Problem details ::
Extract every line starting at the line that contains "target | wall sconce decor" and ending with the final line of the data, inclusive; give only those lines, word for word.
── Data for this task
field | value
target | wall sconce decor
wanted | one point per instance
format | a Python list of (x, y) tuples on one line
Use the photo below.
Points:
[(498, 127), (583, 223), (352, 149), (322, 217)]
────
The answer ::
target | wall sconce decor
wanted | one point per instance
format | a Python list of (x, y) tuples on one line
Use the photo below.
Points:
[(498, 127), (583, 223), (352, 149), (322, 217)]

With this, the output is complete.